Start of DATA TO USE
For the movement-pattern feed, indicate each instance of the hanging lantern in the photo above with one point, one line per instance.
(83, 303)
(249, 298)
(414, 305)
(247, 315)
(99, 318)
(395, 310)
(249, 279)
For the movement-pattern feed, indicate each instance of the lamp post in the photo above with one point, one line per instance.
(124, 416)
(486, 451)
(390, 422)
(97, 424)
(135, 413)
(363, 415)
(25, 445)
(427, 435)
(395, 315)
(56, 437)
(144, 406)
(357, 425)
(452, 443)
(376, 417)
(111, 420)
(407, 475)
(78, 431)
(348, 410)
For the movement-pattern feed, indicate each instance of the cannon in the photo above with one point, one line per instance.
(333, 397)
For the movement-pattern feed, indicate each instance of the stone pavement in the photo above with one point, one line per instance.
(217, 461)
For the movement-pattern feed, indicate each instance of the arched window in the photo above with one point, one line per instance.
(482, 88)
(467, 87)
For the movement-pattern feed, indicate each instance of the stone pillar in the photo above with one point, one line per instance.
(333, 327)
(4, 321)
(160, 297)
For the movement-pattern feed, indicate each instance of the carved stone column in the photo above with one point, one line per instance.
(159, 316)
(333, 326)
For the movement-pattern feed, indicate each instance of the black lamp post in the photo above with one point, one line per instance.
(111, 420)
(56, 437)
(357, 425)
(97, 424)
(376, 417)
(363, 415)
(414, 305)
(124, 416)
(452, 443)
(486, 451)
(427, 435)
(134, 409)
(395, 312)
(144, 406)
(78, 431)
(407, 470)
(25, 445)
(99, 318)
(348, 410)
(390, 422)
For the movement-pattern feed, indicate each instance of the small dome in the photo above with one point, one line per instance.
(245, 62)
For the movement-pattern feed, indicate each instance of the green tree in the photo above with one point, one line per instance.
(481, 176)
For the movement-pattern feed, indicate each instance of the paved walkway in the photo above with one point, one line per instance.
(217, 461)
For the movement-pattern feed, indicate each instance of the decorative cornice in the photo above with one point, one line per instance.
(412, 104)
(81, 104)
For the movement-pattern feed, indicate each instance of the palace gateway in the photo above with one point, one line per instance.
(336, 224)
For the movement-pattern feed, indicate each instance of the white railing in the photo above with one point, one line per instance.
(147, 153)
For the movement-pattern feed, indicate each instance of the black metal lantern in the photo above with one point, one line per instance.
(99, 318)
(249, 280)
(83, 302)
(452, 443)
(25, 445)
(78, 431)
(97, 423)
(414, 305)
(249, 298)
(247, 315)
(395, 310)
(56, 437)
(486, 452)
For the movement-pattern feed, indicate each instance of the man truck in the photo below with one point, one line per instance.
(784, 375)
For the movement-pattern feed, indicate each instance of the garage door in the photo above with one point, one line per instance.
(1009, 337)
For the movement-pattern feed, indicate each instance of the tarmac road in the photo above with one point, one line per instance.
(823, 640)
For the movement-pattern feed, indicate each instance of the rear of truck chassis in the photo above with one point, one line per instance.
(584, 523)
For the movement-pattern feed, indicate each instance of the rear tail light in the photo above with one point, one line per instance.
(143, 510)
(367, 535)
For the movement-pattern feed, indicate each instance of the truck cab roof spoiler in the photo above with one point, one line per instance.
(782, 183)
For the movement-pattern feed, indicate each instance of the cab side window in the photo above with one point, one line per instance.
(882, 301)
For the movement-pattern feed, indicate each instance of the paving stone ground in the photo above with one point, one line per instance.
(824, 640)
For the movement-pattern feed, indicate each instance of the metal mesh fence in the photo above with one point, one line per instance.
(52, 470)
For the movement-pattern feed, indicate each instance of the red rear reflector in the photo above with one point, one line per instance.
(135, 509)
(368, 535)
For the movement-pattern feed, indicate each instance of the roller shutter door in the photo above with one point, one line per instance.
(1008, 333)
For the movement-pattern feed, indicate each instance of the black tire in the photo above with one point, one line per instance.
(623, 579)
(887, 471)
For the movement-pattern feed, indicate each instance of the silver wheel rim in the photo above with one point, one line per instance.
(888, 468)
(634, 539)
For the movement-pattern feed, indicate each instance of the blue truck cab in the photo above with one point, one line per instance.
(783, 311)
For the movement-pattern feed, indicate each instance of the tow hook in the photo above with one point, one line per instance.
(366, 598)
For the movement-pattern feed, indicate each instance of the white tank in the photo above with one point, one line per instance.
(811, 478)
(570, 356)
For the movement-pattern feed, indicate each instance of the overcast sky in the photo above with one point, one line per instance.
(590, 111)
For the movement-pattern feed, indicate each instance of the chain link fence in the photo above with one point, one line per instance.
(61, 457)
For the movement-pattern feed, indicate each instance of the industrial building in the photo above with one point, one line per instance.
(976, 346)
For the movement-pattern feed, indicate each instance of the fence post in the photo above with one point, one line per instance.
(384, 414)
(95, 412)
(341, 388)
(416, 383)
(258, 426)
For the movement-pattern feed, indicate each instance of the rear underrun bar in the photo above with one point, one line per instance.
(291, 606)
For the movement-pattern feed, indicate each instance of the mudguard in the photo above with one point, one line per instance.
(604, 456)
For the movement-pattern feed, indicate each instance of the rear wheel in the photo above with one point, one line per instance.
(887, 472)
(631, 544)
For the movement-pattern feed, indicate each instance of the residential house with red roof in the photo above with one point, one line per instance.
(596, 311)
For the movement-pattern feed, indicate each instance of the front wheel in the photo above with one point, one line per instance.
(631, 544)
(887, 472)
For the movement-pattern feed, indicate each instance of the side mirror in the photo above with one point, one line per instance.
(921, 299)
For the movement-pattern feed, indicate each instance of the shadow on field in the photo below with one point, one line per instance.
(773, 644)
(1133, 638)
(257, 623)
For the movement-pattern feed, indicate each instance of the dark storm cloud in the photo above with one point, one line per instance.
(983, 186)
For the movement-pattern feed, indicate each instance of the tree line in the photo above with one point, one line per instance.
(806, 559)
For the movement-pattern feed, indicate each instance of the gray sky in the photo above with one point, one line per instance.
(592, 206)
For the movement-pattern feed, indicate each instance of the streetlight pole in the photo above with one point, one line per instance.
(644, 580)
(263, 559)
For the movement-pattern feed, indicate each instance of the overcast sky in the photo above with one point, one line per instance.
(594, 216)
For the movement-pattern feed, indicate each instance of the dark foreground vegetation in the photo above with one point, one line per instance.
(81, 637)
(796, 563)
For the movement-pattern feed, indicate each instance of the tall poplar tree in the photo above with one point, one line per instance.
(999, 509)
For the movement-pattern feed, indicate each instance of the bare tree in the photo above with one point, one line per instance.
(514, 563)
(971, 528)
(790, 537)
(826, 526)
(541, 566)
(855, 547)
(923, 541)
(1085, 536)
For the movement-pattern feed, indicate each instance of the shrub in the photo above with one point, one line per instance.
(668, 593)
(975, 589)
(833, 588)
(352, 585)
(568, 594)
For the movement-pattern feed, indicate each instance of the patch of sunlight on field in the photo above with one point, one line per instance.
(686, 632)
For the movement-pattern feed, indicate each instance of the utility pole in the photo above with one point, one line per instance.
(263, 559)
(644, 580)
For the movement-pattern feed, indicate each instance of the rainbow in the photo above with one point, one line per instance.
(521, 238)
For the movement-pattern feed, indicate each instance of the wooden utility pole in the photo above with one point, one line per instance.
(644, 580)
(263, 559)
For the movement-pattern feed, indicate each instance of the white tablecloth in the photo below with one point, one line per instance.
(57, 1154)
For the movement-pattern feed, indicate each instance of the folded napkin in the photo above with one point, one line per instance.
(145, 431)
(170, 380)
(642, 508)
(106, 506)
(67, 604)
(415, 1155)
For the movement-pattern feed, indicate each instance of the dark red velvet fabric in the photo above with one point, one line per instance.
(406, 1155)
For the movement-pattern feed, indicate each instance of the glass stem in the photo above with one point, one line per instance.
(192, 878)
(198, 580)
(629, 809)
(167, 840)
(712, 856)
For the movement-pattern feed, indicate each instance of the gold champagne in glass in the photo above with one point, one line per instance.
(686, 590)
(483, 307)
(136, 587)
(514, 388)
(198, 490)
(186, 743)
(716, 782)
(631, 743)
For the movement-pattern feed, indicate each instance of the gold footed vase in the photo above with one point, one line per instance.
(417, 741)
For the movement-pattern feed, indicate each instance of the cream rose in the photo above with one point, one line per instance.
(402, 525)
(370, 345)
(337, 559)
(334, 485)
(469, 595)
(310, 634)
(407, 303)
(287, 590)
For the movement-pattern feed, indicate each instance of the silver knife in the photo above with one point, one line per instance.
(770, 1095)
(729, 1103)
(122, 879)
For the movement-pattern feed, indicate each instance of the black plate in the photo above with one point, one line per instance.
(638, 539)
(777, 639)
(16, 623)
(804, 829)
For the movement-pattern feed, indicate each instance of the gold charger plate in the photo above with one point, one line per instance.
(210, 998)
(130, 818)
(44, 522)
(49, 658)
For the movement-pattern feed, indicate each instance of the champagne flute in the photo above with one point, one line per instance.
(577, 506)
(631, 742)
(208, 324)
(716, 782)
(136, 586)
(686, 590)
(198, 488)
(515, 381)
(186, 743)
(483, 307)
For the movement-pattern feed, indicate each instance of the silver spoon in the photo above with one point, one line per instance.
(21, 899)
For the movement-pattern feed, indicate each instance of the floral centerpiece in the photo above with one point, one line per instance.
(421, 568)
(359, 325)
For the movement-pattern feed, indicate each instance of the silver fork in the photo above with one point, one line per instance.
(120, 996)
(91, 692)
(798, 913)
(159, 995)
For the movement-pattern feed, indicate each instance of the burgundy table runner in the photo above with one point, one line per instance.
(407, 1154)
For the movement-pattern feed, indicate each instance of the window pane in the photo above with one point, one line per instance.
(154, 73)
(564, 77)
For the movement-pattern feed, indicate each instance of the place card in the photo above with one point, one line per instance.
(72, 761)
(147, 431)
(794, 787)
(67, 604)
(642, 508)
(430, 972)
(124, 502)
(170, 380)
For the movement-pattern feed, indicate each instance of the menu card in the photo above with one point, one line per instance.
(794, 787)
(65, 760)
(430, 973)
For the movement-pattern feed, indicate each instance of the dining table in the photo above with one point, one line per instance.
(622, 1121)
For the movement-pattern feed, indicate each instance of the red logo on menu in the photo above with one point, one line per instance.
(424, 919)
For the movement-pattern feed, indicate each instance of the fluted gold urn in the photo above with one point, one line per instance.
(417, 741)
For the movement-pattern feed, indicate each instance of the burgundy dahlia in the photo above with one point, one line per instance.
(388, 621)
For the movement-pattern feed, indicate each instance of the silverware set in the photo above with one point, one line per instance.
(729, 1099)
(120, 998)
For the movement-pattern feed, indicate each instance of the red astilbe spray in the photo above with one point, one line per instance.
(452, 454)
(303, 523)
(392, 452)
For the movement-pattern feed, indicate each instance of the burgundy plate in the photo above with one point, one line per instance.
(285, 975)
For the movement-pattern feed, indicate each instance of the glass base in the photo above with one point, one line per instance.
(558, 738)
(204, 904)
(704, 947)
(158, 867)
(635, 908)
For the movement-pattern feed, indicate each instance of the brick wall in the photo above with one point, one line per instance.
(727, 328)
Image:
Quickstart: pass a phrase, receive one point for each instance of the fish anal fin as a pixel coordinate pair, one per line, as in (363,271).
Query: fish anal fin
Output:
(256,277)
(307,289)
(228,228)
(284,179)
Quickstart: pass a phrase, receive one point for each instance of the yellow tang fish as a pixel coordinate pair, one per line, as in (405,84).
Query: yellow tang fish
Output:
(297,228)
End of DATA TO USE
* _THE EXERCISE_
Quote verbatim the stretch of the data above from the line containing "the gold charger" through the line containing "(622, 1121)", including both of those lines.

* _CORRECT RESPONSE_
For the movement-pattern feed, indicate each instance of the gold charger plate in the photo above with one point, one line per instance.
(210, 998)
(130, 818)
(44, 522)
(49, 658)
For the movement-pattern feed, indicate each instance of the champagne flute in the photo above with one point, one line per instance.
(577, 506)
(631, 742)
(208, 324)
(716, 782)
(136, 586)
(686, 590)
(198, 488)
(515, 381)
(186, 743)
(483, 307)
For the movement-pattern feed, indicate each instance of the silver spoon in the photo above with one point, one line per instance.
(21, 899)
For the movement-pattern feed, indicate each instance of the floral centerpiece in the photo above with one point, one line per instance.
(421, 568)
(359, 325)
For the movement-pattern feed, indicate each instance of the silver fork in the photo above with one point, one line per instance.
(120, 996)
(91, 692)
(798, 913)
(159, 995)
For the movement-pattern feed, indicate each instance of the burgundy table runner in the photo above with one point, one line per instance.
(407, 1154)
For the movement-pattern feed, indicate each instance of the window pane in the photo above with one point, one line per instance.
(154, 73)
(564, 77)
For the movement-pattern feed, indicate each instance of the place card in the photo above with one point, one line per instance.
(72, 761)
(147, 431)
(794, 787)
(67, 604)
(642, 508)
(430, 972)
(124, 502)
(170, 380)
For the movement-pattern feed, indicate each instance of the menu card in the photo above with one point, one line per instance.
(794, 787)
(65, 760)
(430, 973)
For the movement-pattern feed, indicate each instance of the dining table in the photo above with one point, one line per instance.
(622, 1121)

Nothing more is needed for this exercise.